**What this task involves:** Please output the listing that follows exactly, but keep all images out.

***** Material for this exercise

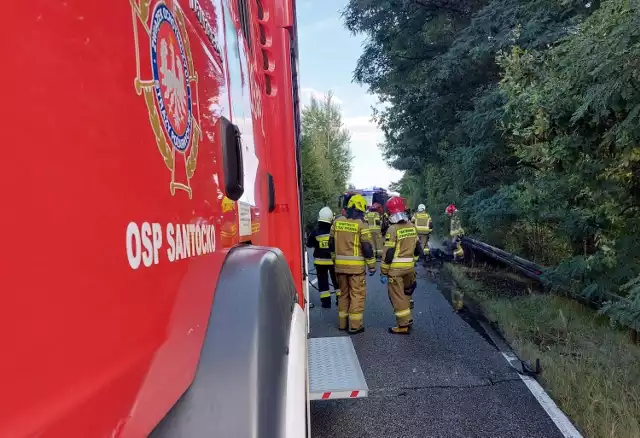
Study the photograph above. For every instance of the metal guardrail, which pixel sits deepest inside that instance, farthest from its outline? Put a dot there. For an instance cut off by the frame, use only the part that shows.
(525, 267)
(533, 271)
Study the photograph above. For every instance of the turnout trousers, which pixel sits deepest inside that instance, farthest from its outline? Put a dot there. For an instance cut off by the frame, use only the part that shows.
(323, 273)
(351, 301)
(400, 290)
(424, 242)
(377, 242)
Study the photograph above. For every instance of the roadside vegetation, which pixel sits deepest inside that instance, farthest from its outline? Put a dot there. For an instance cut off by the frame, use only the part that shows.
(326, 157)
(590, 369)
(526, 115)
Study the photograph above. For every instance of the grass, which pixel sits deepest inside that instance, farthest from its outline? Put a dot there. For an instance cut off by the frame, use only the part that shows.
(591, 370)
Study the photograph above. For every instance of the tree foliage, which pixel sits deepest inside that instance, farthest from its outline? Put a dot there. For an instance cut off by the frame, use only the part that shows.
(326, 157)
(526, 114)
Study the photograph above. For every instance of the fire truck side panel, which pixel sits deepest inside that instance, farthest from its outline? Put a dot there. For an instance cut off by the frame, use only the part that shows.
(114, 237)
(284, 221)
(249, 348)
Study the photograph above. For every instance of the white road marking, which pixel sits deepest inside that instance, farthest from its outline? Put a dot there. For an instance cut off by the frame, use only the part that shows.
(565, 426)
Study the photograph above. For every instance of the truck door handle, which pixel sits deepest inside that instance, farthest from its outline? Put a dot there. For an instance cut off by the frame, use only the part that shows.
(232, 159)
(272, 192)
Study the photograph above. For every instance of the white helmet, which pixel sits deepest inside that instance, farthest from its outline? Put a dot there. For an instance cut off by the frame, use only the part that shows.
(325, 215)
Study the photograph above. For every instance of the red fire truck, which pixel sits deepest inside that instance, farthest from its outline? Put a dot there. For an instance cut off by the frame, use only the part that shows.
(153, 274)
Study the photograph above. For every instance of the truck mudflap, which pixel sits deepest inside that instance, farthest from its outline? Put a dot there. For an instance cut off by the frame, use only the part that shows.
(334, 369)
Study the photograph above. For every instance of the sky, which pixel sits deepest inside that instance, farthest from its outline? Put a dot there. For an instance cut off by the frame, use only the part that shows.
(328, 56)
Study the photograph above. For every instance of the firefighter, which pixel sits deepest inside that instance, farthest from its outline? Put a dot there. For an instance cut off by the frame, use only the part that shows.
(351, 238)
(322, 256)
(402, 249)
(424, 225)
(374, 219)
(456, 232)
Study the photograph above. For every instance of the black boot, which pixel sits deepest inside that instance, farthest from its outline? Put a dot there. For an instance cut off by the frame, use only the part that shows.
(400, 330)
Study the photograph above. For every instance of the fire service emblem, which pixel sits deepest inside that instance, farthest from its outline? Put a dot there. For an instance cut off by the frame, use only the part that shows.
(169, 88)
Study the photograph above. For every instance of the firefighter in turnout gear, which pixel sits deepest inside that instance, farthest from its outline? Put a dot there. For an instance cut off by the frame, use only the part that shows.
(351, 238)
(424, 225)
(322, 255)
(456, 232)
(374, 219)
(402, 250)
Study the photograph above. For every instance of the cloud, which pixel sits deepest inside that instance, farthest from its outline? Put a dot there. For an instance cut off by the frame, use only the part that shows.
(309, 29)
(368, 167)
(307, 93)
(363, 128)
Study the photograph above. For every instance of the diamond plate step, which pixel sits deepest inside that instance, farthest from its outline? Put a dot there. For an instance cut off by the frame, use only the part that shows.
(334, 369)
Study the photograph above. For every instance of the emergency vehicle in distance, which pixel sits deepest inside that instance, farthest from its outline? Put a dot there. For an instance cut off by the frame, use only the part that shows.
(154, 275)
(372, 195)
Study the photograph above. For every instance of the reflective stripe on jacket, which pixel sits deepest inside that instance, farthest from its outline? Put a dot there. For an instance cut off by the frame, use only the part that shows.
(423, 222)
(320, 241)
(401, 243)
(351, 239)
(373, 219)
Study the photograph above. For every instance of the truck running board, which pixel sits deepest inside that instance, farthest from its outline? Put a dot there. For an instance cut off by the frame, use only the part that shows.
(334, 369)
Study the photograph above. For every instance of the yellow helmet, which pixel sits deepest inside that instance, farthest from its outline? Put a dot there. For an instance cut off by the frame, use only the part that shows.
(357, 202)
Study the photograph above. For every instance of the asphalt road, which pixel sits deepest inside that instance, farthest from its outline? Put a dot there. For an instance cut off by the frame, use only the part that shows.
(443, 380)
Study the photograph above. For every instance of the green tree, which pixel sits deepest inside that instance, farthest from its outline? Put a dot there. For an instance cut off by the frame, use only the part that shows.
(326, 156)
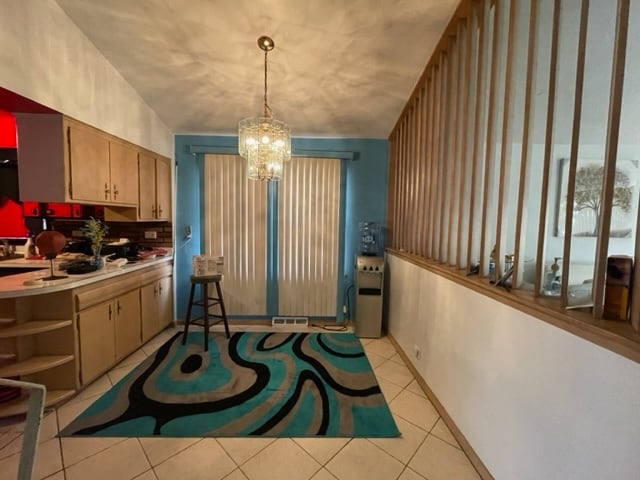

**********

**Task answer:**
Study the photograph above. For every instance of the metal guardrail, which pixel sits deepest inside that instance, farthest from its outline? Put a dot there. For an instance cut off by the frame, use only the part that shows.
(525, 267)
(533, 271)
Study the photograph above. For every instance of the turnout trousers, which pixel sits deepest inside that instance, farthest from its outline? Put a dot there. For an instance cut off by the frame, use only the part that shows.
(323, 273)
(351, 301)
(400, 290)
(424, 242)
(377, 242)
Study the photograph above. For every instance of the roadside vegetation, which pixel sits deepest inside that instance, farthest from its outline? Put a dot there. For an instance cut off by the frame, use only the part that shows.
(326, 157)
(590, 369)
(526, 115)
Study the photograph above. For every instance of the grass, which pixel sits deepest inside that instance, farthest from its outline? Put a dot there. For an instance cut off by the frame, use only the part that shows.
(591, 370)
Study the photograph above. For every instance of the tree foliage, which pixel sits deepest inside that instance, farthest from its outline? Put a dot there. For an instance cut off by the frame, use only the part that shows.
(326, 157)
(526, 114)
Study the photograph above. For every instance of the fire truck side panel, which pixel sits deepest inside that instance, farthest from its outline? Put a dot there. For an instance cut off by the frame, use only the part that shows.
(114, 237)
(284, 221)
(249, 348)
Study the photograph above. For every instance of the white road marking, which pixel sits deepest inside that instance, farthest from its outline? Put a dot there. For an instance cut off by the frame, use only the part that shows.
(565, 426)
Study the photograph above. For every instance of the truck door handle, which pixel sits deepest inside that instance, farthest from its outline? Put a dot there. For an instance cut off by the frame, use only the part that shows.
(232, 159)
(272, 192)
Study the photograph above. For every instance of the white helmet, which pixel sits deepest inside that instance, farthest from its outline? Put a dot there. For an instance cut off by the frame, use only the part that shows.
(325, 215)
Study the photograph above. For every instance of the red fire truck, which pixel sits deepest inside that instance, farthest from its outline? Put a dot there. For an instance cut off by the frame, use only the part that shows.
(153, 274)
Study the photograph above. For every instance of the truck mudflap, which pixel sits deepest inside that instance, farthest from its outline? Put a dot there. For an instance cut off by the frame, use only the part that shows.
(334, 369)
Study the photograph above. For every instance of the sky, which pixel sits deepest inside that instance, farthest from its outline? Put a dot there. For an instance cut off by the frame, use only the part that shows.
(328, 56)
Study the photograph above. For every instance of the firefighter, which pixel sits deepest inside that instance, farthest from its outline? Put a dot there. For an instance cut off by the frame, use only the part that shows.
(351, 238)
(322, 256)
(402, 249)
(424, 225)
(374, 219)
(456, 232)
Study the photograph above. For every instance of the black boot, which pixel sits deepest inside that instance, farthest from its outline? Put a dot there. For an instance cut off by the frame, use only the part that shows.
(400, 330)
Study the photograph above. For every instance of the fire service emblem, which pixel sits deepest inside that instance, farthest from its outline? Put a dot there. For an instance cut off by the frame, use only the part that shows.
(169, 88)
Study the photograph above. For every instance of the firefighter in turnout gear, which pixel sits deepest inside that instance, farthest from its outline? Put a dot there. For an instance cut off by the frame, use only the part that shows.
(351, 238)
(424, 225)
(322, 255)
(456, 232)
(374, 219)
(402, 250)
Study the photograph above. For every instance of the cloud, which pixel sits deepest inside that instance, farthest from its outline? Put a dot there. For an instance cut off by the frame, use only the part that shows.
(309, 29)
(368, 167)
(307, 93)
(363, 128)
Study the photograph above. For every instance of the diamond plate step, which pixel sits deepest inside that instance, farthest from its outline? Put a dot there. For an instance cut off by the frame, use only the part that shows.
(334, 369)
Study the photograph above. For every instance of the emergency vehicle in distance, which pixel sits deepest inside that instance, farthest from its outline? Put a dot there. For an instance cut off by the frame, use only the part that shows.
(154, 275)
(372, 195)
Study the photograph above. For every instance of the reflective stripe on jacket, which pixel sits deepest inside that instance, farthest from its outline? Put a dot there. For an instance cut off by the frame, use only the part that shows.
(423, 222)
(320, 241)
(401, 243)
(351, 239)
(373, 219)
Study the photograph above. For every instance of the truck running board, which pixel sits deepest inside that instance, farthest from its outline? Put a dot there. For an instance cut off by the frame, use only the part that shows.
(334, 369)
Study the photograph above. For every instance of the yellow helmet, which pixel sits deepest inside that instance, farthest from its outline? Put a dot there. For an instance cut off by the frame, use only the part that shows.
(357, 202)
Study the photograph above. For every instance of the asphalt road, which pixel sits deepest inside that instance, farthest from its outline? Put a dot there. For an instance cut off by the frame, use only the part that shows.
(443, 380)
Study the photograph above. For every instance of the green tree, which pixel sits deepest inside that instance, farthest from its outline? Put a dot there. For an instance cut off by the frame, use only the part that shows.
(326, 156)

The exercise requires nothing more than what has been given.